**Text passage**
We are responsible for our words, and our actions. We are also responsible for our reactions. The year 2020 has been the most difficult one in my memory. Not necessarily for me, but globally. The global world as we know it as been turned on its head. To experience a pandemic is one thing, to not have the resources to handle it is another. On one level there is a lack of hospital space, of protective gear for hospital personnel and first responders, deaths of a magnitude we have never seen before, not being able to gather for funerals (or weddings, or birthdays, or for extended family meals), not being able to visit family/friends in care facilities.
On another level there are closed businesses, inability to get personal services (such as haircuts, manicure/pedicures), and the gut-wrenching vision of what seemed like miles of empty shelves at the grocery stores.
To a great extent, we have coped. Masks fairly quickly became available, many companies devoted at least one of their production lines to making hand sanitizer, distancing rules were put in place, curb service was offered by many businesses (including restaurants), service personnell (such as plumbers, electricians, and yard maintenance people) were masked and gloved.

**Tasks to perform**
A: Restate the part of the passage about the year 2020 that opens with the words containing "On another level" and closes with "masked and gloved.", replacing "curb service" with "curbside pickup".
B: In the passage about the year 2020, what did many companies devote at least one of their production lines to making?
C: Pick up the passage about the year 2020 after its last sentence and keep writing it.

**Information shown**

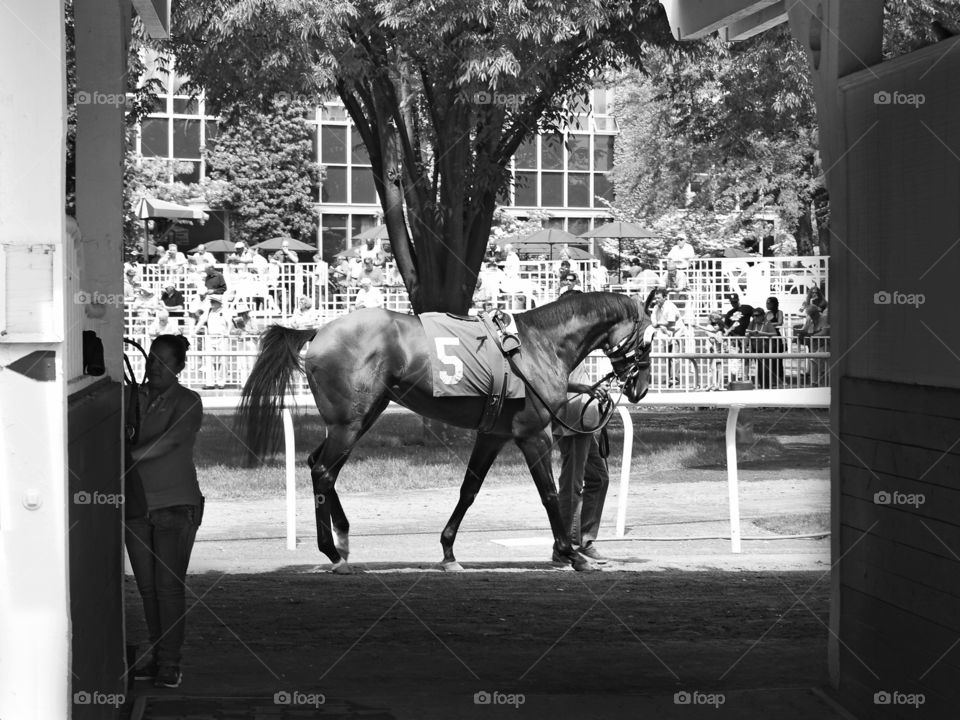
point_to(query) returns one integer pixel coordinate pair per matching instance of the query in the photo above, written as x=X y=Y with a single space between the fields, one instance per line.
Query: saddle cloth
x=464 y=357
--
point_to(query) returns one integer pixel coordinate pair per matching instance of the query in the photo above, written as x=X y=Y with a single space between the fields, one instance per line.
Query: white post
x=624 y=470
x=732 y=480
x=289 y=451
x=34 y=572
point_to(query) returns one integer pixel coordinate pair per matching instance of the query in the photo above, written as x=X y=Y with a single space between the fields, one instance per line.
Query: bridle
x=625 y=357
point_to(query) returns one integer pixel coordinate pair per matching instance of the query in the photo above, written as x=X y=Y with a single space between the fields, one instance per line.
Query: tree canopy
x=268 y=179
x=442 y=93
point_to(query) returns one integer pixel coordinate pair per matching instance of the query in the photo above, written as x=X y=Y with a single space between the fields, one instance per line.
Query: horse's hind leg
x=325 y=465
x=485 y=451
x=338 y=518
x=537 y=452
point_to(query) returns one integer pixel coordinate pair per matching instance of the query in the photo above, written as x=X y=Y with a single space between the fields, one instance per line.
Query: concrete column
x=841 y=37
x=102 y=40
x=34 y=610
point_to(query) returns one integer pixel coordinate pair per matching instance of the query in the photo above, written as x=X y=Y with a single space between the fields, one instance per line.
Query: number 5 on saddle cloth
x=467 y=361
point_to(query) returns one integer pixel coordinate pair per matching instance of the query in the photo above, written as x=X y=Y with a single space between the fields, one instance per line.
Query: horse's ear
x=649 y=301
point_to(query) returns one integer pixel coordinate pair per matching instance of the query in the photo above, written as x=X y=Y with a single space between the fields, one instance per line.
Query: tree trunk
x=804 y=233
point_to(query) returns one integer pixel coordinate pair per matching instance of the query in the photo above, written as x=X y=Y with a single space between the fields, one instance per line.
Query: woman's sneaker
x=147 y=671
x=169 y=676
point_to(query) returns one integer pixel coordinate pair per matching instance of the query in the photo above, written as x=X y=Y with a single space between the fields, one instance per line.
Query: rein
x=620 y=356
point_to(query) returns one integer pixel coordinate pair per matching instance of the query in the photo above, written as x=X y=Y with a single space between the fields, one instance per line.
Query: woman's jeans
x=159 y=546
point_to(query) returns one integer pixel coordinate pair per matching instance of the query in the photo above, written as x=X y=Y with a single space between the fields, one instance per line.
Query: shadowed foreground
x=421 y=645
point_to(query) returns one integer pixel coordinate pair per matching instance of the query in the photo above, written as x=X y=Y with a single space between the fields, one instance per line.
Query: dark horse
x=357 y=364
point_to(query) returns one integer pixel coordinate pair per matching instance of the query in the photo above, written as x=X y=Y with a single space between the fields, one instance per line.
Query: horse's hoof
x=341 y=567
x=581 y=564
---
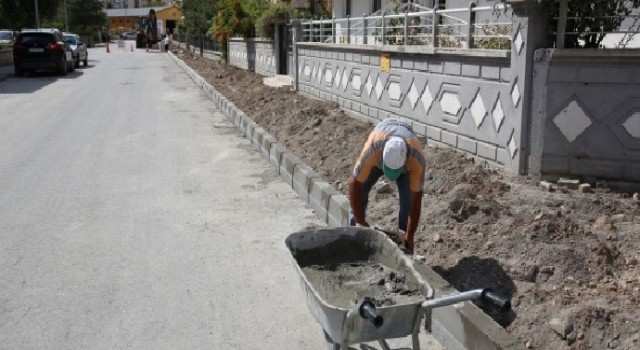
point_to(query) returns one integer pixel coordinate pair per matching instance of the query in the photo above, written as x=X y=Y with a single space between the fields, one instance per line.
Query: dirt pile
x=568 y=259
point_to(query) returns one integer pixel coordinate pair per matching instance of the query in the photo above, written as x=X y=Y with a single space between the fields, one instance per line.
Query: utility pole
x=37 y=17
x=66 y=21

**Responses to the tasks**
A:
On another level there are closed businesses, inability to get personal services (such as haircuts, manicure/pedicures), and the gut-wrenching vision of what seemed like miles of empty shelves at the grocery stores.
To a great extent, we have coped. Masks fairly quickly became available, many companies devoted at least one of their production lines to making hand sanitizer, distancing rules were put in place, curbside pickup was offered by many businesses (including restaurants), service personnell (such as plumbers, electricians, and yard maintenance people) were masked and gloved.

B: Hand sanitizer.

C:
In the U.S., we have done well at the local, grassroots level, but not so well at the national level. (Listen to Dr. Fauci, for heaven’s sake!) There is a huge divisivness that is both political and personal. There are more weapons out there, and more violence, than we have ever seen before (and yes, I am of the Viet Nam era).
We have a national election coming up in two days (November 3rd, 2020). We have an incumbent that is at the root of many of our problems, encouraging violence. We have the fear that he will not leave office peaceably if he is not re-elected. How do we cope with this?
My first thought for myself is that I am not watching TV on election day. All that will happen is that my blood pressure will skyrocket, and I will drive myself crazy. This does not mean that I am putting my head in the sand. It means that I am taking protective measures.
I believe in prayer. I will be praying that this election brings us a president that will unite us so that we can take our proper place in the global world. That attention to COVID-19 is fast-tracked in the U.S., and that our government undergoes a fairly complete overhaul.
On election day we need to exercise both mental and emotional self-care. Some things that we can do:
- Limit access to news media. Follow the media sources that you feel are legitimate. Create a specific time period to do this, rather than jumping in randomly during the day/night.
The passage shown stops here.